_Problem details_: Report each line of the items below that contains the string "stainless", copying every such line in full.

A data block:
++++++++++++++++++++
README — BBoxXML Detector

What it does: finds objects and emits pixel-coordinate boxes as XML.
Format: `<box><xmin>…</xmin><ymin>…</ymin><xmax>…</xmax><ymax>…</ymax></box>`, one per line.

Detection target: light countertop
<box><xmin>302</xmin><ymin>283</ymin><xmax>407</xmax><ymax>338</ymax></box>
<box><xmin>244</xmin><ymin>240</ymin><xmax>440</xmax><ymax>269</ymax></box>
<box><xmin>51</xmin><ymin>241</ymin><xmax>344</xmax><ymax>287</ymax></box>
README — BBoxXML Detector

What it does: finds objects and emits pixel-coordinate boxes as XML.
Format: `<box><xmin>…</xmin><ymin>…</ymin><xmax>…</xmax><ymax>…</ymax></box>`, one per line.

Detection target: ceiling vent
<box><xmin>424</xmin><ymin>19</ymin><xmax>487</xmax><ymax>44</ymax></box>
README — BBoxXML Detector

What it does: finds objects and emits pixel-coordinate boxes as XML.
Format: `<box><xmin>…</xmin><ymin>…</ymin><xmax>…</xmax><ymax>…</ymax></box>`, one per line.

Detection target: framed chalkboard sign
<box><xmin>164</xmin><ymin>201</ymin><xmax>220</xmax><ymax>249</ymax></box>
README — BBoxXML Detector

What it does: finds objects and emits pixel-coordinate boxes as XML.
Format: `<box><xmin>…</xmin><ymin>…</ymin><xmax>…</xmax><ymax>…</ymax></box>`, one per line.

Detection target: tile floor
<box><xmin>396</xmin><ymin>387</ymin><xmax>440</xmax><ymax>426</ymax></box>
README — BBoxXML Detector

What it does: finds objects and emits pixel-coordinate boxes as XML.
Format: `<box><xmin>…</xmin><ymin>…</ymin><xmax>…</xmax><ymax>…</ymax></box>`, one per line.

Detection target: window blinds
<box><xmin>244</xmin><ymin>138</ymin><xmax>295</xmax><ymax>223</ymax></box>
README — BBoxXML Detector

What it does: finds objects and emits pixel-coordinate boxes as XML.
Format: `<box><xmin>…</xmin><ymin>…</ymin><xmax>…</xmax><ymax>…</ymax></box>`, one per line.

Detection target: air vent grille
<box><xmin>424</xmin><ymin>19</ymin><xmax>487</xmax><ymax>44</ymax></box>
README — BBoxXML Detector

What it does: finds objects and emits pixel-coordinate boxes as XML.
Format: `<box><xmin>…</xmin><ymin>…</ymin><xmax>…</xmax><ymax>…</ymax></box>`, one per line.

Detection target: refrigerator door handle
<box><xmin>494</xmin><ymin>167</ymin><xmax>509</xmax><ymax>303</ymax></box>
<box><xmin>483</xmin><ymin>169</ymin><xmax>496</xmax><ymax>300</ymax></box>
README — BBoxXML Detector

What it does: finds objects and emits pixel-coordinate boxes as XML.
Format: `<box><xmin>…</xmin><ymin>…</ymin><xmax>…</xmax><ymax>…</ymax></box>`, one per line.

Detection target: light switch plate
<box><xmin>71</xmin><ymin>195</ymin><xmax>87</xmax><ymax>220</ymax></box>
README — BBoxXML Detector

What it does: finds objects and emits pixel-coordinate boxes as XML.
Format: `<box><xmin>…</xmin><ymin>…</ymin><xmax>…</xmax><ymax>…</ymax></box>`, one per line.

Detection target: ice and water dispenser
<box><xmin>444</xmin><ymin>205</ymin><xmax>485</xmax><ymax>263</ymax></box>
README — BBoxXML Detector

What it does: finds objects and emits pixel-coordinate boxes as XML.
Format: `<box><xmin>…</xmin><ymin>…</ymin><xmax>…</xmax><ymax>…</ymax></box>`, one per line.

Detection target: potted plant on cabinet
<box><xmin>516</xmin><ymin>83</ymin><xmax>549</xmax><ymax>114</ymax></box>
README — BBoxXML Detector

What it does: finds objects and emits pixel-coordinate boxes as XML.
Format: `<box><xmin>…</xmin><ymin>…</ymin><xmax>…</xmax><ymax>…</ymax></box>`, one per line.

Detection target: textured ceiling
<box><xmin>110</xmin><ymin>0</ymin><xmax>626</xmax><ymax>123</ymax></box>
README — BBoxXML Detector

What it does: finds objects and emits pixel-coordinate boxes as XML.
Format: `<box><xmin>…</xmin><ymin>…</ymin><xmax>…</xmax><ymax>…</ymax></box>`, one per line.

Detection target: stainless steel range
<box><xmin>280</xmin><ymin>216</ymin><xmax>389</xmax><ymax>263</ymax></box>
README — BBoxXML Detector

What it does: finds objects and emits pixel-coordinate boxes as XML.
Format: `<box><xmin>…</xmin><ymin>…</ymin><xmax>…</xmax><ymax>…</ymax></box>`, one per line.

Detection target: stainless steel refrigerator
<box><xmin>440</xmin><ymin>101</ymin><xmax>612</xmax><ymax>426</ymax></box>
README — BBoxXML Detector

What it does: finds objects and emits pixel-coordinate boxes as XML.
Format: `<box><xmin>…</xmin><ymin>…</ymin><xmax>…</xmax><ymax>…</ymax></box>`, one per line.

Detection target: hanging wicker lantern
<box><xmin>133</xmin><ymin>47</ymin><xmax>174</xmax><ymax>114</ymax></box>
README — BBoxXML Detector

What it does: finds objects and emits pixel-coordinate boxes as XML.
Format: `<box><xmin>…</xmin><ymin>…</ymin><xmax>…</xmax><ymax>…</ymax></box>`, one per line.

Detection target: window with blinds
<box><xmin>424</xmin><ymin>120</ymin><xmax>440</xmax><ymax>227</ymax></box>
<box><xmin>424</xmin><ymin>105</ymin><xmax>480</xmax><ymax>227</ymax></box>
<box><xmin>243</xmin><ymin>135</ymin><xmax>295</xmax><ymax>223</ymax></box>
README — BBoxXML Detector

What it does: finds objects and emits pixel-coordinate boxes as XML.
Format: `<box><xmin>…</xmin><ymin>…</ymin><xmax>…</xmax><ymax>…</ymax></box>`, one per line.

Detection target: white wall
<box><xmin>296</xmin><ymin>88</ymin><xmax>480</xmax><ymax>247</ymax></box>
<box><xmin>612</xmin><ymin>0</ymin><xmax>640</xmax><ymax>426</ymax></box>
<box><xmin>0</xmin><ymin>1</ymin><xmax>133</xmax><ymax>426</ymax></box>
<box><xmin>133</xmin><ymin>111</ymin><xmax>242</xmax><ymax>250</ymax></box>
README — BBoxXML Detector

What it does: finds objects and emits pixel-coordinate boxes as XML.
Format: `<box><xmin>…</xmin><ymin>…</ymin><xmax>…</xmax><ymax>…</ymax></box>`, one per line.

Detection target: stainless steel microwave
++++++++++++++++++++
_Output for this task_:
Detection target: stainless steel range
Detection target: stainless steel refrigerator
Detection target: stainless steel microwave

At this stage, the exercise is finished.